Extracted records
■ ■ ■

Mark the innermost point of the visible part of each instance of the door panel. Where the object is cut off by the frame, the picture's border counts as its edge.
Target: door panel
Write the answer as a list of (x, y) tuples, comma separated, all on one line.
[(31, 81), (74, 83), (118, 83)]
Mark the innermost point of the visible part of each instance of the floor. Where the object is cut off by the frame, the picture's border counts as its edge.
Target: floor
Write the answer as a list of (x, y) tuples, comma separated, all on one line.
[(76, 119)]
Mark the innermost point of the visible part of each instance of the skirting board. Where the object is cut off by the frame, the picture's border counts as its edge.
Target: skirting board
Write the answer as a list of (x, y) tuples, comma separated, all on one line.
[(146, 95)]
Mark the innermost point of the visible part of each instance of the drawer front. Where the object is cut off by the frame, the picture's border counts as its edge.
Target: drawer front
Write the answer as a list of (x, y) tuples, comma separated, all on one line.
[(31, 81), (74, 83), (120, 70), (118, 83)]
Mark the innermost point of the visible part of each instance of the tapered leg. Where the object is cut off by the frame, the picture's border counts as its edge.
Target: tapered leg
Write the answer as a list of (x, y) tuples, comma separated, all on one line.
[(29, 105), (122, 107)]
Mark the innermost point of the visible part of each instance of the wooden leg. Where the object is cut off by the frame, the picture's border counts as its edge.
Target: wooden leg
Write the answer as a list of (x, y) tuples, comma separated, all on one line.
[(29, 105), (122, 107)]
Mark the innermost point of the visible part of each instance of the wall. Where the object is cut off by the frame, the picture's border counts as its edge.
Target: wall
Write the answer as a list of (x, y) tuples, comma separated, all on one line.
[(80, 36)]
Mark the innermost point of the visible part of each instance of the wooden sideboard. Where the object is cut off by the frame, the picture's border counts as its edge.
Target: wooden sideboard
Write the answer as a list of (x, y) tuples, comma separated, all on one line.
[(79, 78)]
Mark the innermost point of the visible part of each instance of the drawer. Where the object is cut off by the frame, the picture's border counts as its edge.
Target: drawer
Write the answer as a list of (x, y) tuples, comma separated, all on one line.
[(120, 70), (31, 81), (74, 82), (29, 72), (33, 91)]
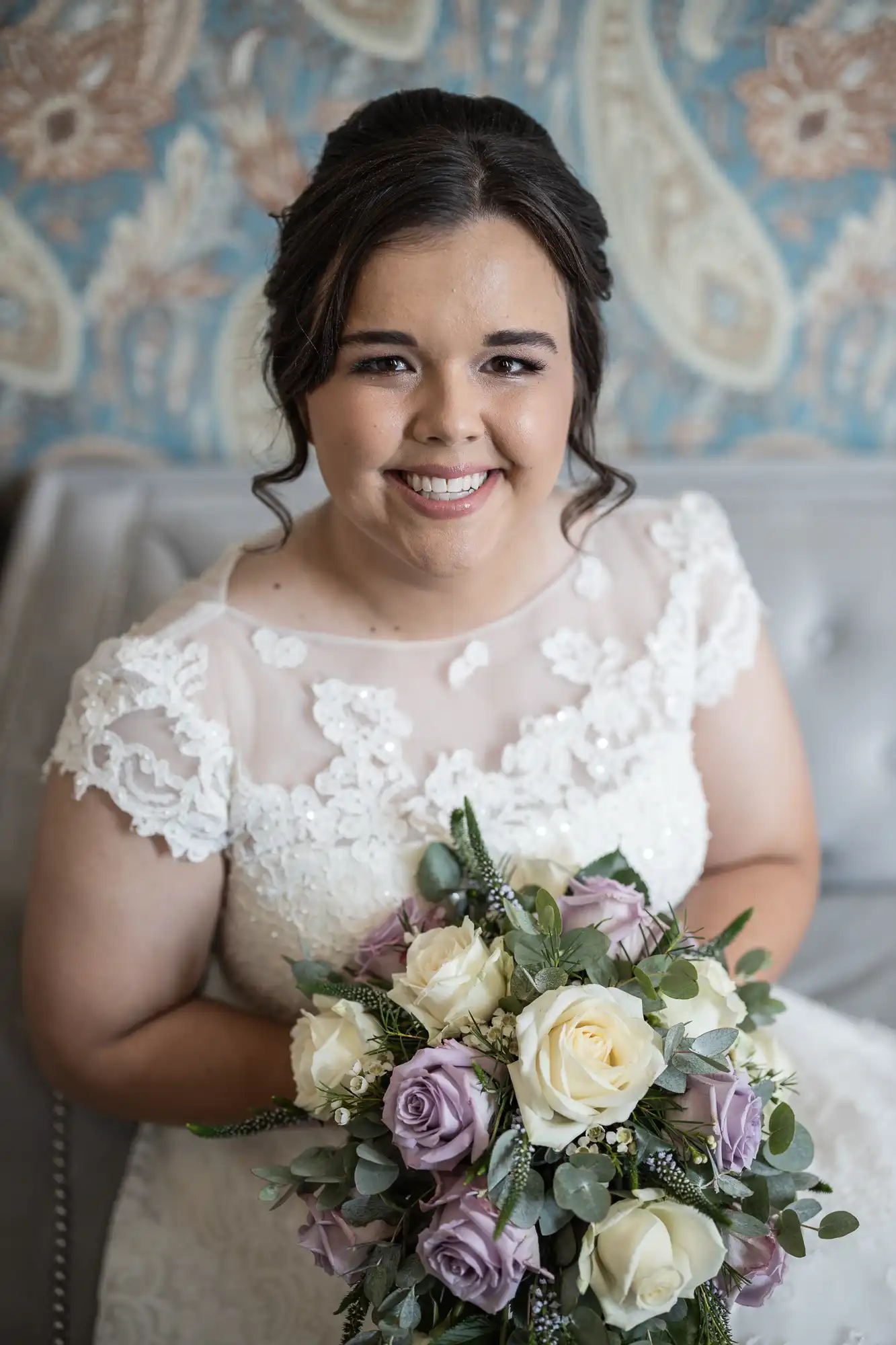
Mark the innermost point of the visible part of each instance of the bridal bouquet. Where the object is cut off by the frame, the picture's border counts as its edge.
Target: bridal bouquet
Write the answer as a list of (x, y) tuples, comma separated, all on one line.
[(563, 1117)]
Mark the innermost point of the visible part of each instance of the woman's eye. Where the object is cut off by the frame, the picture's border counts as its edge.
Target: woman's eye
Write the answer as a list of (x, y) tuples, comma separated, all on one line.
[(374, 365)]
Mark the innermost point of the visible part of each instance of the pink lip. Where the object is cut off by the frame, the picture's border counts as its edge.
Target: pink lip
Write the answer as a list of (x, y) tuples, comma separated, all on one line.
[(447, 474), (446, 509)]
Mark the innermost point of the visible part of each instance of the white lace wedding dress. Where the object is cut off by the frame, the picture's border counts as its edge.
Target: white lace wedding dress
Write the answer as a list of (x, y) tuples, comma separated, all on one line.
[(322, 765)]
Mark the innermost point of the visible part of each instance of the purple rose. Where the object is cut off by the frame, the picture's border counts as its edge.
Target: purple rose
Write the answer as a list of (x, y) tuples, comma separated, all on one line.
[(619, 910), (384, 952), (459, 1249), (436, 1109), (724, 1105), (763, 1262), (335, 1246)]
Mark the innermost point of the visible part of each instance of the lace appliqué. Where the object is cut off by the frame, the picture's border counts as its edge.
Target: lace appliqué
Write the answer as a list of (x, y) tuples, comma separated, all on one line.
[(279, 652), (592, 579), (698, 536), (186, 805), (463, 668)]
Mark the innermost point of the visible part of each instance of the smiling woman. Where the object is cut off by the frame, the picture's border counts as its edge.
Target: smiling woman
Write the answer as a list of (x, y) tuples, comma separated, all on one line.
[(259, 766)]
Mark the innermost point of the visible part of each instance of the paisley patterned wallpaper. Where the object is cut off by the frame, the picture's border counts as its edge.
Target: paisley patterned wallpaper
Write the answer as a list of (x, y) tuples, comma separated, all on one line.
[(743, 151)]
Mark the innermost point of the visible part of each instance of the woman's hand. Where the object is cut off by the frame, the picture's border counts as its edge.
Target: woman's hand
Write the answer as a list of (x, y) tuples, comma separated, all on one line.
[(116, 942)]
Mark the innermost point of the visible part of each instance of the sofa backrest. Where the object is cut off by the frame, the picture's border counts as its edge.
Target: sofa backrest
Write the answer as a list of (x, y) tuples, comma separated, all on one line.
[(100, 547)]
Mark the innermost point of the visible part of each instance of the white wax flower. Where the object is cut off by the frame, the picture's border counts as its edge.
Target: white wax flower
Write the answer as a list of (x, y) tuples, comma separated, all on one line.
[(451, 977), (716, 1005), (326, 1046), (585, 1056), (645, 1256)]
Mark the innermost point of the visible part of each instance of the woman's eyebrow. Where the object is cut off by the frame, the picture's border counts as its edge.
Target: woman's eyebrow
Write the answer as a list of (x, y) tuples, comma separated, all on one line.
[(506, 337)]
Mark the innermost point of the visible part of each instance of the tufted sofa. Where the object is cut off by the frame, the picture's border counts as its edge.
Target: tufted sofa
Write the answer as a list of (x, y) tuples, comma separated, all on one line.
[(96, 548)]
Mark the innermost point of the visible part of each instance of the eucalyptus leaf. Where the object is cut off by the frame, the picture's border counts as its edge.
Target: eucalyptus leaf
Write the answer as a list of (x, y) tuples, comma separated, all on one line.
[(439, 872), (319, 1164), (522, 985), (733, 1188), (645, 983), (798, 1155), (580, 1191), (520, 918), (782, 1128), (758, 1203), (678, 987), (568, 1289), (587, 1328), (374, 1156), (715, 1043), (745, 1226), (549, 978), (692, 1065), (373, 1179), (364, 1210), (837, 1225), (782, 1190), (671, 1081), (549, 919), (805, 1210), (673, 1040), (552, 1218), (366, 1126), (530, 1203), (752, 962), (599, 1165), (790, 1234)]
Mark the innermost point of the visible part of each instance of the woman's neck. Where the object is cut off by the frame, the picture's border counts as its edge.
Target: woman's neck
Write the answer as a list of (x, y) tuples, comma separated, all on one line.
[(374, 592)]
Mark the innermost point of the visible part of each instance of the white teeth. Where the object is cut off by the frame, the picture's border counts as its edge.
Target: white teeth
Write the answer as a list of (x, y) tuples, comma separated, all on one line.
[(444, 489)]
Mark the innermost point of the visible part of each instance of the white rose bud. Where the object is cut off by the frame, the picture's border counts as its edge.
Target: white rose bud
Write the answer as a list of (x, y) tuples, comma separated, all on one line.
[(452, 976), (716, 1004), (326, 1046), (585, 1056), (645, 1256)]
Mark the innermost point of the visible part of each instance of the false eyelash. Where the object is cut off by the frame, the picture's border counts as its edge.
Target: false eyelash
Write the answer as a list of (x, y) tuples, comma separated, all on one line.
[(365, 367)]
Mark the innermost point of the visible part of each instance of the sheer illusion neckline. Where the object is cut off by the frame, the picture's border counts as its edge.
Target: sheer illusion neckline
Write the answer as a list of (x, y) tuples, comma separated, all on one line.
[(232, 555)]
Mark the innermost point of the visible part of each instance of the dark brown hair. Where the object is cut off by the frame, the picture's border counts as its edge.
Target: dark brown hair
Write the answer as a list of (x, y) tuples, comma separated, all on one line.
[(416, 161)]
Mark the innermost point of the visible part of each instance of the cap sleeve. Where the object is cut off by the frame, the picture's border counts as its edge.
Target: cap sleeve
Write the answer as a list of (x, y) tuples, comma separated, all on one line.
[(727, 607), (138, 726)]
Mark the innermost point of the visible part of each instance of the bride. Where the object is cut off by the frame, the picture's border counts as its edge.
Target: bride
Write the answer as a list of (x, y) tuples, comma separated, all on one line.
[(255, 769)]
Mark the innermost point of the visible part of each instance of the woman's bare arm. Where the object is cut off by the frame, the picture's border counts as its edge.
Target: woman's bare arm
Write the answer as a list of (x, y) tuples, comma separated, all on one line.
[(763, 851), (116, 941)]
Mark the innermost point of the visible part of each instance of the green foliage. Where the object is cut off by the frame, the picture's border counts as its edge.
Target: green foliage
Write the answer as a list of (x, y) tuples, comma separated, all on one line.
[(782, 1128), (837, 1225), (274, 1118), (752, 962), (580, 1186), (439, 872), (798, 1155), (790, 1234)]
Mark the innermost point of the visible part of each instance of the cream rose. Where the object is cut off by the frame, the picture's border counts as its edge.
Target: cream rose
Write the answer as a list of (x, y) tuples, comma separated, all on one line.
[(716, 1004), (585, 1056), (645, 1256), (541, 874), (451, 977), (326, 1046)]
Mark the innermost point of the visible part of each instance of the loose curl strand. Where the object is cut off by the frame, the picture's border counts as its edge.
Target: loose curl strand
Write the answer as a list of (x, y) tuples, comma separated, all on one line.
[(413, 163)]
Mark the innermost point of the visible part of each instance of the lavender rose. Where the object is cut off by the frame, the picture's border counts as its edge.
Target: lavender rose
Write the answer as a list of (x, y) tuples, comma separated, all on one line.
[(436, 1108), (384, 952), (619, 910), (459, 1249), (763, 1262), (724, 1105), (335, 1246)]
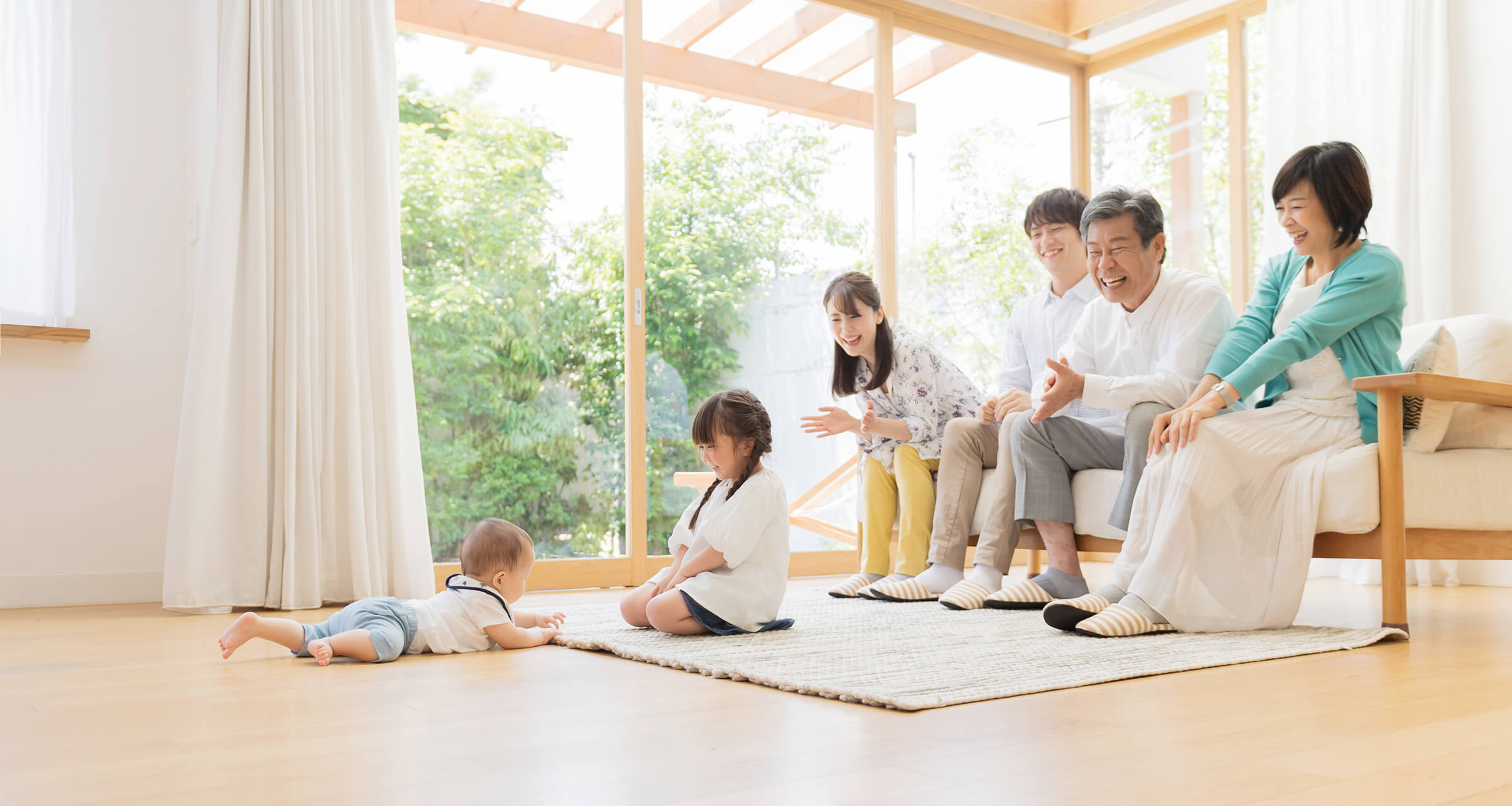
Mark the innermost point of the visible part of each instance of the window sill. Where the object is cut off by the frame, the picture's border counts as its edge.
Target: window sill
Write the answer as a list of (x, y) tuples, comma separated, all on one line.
[(44, 334)]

■ ■ ■

#### Objective
Rewrite the records between the line containing "of the loose" and the line containing "1105), (335, 1246)]", inclusive, replacing "lavender" with "white" and leaving everything else unchanged.

#### Solution to this task
Mark the innermost point of the visible part of each instance of the loose curl strand. Where the object is cut off by the frame, the picture's border counts as its edge.
Target: loose curl strand
Write the answer as a list of (x, y) tuples, comma separated, all on one line.
[(413, 163)]
Mark the innermost point of the visible part of each instance of the white rose. Where the object is cut off by the frame, the picture's border counts as its edge.
Target: white rose
Write the answer as a list of (x, y) tuples, comma separated, all on one line.
[(436, 1108), (384, 952), (619, 910), (459, 1249), (763, 1262), (724, 1105), (335, 1246)]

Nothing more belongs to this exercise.